* **Aim of the exercise**: Rename "with a pin" to "with a marker" in the entries from the line with "Where can you find the bridge support" up to and including the line with "(818, 1019)", and write those lines out again with nothing else changed.

[Items from a dataset]
——————————
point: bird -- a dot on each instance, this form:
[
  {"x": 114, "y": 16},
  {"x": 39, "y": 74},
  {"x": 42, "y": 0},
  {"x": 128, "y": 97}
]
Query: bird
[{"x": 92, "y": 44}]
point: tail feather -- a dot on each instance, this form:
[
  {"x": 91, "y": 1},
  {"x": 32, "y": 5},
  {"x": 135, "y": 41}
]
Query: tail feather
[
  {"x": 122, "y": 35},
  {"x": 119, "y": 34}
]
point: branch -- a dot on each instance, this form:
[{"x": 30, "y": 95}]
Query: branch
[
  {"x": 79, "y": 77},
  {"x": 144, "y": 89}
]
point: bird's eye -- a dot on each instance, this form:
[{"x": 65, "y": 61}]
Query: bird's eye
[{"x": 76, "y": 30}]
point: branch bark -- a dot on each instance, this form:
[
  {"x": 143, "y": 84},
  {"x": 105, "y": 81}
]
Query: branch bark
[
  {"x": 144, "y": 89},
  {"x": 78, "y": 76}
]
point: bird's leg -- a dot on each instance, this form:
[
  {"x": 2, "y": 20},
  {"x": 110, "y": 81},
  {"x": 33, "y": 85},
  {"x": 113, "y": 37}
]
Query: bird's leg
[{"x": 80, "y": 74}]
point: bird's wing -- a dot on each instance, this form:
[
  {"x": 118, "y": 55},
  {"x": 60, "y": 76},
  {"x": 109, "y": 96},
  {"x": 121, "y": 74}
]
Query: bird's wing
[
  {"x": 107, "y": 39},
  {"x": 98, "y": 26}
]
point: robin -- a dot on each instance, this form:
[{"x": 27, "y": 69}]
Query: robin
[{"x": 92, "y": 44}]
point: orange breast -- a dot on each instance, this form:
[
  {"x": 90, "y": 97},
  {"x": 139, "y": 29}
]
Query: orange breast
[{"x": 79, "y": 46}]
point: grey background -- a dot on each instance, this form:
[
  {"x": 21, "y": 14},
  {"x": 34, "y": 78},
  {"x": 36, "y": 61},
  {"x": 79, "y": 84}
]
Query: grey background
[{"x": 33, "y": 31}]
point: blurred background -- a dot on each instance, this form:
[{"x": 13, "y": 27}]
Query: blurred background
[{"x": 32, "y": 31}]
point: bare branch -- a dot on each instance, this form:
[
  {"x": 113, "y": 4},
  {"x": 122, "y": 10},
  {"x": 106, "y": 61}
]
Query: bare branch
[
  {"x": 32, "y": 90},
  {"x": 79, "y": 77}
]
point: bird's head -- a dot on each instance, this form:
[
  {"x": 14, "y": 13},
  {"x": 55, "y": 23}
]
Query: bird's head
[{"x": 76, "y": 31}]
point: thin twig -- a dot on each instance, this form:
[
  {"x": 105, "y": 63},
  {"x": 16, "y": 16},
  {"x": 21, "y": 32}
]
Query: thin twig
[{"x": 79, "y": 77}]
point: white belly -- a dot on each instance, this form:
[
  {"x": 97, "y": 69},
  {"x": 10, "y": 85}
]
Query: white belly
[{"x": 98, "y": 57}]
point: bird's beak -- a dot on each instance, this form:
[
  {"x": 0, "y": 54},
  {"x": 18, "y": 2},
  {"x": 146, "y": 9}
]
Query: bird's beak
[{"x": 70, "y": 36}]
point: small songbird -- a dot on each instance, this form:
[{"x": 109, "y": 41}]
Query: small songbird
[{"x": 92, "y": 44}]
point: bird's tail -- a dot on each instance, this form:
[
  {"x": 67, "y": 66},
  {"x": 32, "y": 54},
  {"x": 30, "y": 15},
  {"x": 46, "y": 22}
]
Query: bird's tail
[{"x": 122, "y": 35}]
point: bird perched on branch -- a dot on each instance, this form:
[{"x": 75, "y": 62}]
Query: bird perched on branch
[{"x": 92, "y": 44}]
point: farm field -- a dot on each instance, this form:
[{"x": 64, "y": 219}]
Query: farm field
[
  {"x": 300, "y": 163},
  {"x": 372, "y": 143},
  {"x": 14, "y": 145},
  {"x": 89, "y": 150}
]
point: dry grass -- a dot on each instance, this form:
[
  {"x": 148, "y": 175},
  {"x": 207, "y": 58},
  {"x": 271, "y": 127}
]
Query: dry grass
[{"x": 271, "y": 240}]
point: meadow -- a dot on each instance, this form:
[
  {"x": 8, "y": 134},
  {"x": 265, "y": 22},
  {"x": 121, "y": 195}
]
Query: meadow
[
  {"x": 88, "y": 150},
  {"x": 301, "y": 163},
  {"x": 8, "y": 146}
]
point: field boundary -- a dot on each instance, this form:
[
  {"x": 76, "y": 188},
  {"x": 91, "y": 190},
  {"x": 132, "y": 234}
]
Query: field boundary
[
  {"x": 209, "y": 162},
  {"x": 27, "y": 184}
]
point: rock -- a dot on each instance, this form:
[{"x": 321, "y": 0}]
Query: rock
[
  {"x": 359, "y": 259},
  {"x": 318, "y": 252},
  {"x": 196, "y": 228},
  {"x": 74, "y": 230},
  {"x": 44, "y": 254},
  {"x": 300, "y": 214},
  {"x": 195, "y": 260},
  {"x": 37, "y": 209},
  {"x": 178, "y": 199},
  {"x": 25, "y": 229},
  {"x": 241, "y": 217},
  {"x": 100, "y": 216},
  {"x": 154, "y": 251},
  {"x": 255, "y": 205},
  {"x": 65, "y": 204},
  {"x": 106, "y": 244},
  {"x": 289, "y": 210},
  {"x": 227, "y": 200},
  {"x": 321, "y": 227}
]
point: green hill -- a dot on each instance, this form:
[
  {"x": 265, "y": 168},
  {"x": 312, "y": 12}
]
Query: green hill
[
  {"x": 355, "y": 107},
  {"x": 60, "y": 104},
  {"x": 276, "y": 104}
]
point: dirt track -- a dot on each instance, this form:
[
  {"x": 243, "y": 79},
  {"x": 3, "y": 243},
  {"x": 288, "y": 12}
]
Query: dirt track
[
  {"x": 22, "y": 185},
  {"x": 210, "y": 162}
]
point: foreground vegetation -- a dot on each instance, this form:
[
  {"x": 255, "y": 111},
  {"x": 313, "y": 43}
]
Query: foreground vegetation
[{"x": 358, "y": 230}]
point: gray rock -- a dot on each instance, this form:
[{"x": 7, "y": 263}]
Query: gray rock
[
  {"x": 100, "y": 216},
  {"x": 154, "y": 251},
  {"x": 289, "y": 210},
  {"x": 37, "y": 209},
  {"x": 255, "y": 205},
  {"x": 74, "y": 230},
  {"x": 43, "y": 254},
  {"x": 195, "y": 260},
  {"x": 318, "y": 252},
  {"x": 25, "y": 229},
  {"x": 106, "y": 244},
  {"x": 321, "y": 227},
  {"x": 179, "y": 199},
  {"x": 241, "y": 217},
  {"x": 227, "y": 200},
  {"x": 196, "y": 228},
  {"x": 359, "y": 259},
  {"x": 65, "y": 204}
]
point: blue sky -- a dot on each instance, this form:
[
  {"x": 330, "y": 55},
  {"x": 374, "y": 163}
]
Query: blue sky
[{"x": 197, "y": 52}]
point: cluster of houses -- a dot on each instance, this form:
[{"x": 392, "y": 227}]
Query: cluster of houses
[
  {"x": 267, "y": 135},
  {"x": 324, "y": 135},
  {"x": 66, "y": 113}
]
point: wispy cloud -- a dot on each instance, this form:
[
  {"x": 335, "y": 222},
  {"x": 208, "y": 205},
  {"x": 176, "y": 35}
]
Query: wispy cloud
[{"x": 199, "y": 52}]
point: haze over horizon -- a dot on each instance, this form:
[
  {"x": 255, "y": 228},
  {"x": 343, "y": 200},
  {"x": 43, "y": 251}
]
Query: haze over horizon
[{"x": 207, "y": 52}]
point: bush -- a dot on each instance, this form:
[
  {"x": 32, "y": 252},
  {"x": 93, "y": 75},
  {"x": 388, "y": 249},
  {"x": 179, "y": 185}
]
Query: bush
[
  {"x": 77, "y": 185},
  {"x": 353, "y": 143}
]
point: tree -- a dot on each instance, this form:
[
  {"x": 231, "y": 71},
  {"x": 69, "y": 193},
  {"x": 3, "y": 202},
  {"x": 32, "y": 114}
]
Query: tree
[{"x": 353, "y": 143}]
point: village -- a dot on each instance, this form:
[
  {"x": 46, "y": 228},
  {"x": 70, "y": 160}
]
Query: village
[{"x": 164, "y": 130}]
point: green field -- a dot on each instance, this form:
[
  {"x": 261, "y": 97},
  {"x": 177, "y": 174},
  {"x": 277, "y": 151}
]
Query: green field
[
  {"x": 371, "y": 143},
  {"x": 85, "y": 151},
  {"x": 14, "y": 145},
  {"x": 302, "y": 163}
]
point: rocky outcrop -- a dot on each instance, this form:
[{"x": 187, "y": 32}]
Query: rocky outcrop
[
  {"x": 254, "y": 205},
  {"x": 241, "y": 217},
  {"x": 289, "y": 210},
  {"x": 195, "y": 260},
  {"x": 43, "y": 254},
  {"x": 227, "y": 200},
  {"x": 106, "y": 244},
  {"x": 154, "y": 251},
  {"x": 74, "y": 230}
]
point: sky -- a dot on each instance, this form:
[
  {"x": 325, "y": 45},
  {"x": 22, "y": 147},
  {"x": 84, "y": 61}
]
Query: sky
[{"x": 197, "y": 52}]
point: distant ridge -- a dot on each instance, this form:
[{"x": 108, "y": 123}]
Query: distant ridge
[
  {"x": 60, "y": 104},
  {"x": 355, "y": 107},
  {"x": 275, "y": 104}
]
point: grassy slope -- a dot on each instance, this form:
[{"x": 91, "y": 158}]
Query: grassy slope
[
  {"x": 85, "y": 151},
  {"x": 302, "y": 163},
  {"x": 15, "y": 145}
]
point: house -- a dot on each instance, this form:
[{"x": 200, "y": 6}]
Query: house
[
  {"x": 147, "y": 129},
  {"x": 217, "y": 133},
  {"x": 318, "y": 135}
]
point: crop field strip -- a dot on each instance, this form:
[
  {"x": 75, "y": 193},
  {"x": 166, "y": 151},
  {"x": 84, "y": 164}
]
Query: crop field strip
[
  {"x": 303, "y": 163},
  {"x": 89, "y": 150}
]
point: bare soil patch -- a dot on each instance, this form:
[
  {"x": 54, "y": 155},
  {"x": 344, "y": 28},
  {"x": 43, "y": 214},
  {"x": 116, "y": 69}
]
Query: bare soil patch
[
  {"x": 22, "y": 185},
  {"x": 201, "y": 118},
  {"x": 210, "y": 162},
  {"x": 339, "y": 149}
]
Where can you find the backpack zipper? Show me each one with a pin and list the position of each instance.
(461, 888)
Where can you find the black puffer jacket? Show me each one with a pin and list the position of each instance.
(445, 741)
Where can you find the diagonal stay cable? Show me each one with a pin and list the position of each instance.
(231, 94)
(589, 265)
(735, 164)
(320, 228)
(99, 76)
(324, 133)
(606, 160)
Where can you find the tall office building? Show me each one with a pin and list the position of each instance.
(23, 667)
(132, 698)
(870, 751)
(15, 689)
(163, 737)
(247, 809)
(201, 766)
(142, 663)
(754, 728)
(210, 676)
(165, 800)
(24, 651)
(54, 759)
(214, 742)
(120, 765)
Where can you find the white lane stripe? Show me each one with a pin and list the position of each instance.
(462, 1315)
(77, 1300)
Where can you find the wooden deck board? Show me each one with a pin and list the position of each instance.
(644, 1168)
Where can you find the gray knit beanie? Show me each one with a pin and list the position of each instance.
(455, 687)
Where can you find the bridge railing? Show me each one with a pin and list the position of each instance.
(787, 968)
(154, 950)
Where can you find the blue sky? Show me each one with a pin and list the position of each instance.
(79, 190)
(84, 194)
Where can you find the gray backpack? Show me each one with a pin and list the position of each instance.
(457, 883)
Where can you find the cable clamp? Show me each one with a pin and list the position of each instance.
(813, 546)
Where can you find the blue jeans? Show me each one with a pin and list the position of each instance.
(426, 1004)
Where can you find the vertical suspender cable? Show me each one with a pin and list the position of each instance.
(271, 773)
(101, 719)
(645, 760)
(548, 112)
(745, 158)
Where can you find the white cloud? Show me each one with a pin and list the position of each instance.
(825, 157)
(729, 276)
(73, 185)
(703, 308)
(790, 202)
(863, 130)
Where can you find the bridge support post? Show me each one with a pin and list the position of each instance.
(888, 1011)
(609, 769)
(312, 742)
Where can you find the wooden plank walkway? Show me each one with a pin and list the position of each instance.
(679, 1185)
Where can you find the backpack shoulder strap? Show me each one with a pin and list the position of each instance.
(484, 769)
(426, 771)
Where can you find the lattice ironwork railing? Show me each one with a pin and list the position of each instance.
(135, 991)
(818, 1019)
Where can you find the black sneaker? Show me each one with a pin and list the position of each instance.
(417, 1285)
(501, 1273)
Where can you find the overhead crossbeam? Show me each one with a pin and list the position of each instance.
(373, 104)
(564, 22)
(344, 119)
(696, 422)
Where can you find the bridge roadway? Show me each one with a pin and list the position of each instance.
——————————
* **Response to this exercise**:
Where can you find the bridge support post? Show me each one with a marker and list the position of each instance.
(888, 1011)
(609, 769)
(312, 742)
Where can you find the wooden plank walkway? Show me each one with a marker and list the position of each instance.
(679, 1185)
Where can you find the backpack shoulder strap? Show me each one with a marker and list the position of each instance.
(484, 769)
(426, 771)
Where can you find the lattice ironwork railing? Show me each one with a marker and list the position of each instance.
(135, 991)
(818, 1019)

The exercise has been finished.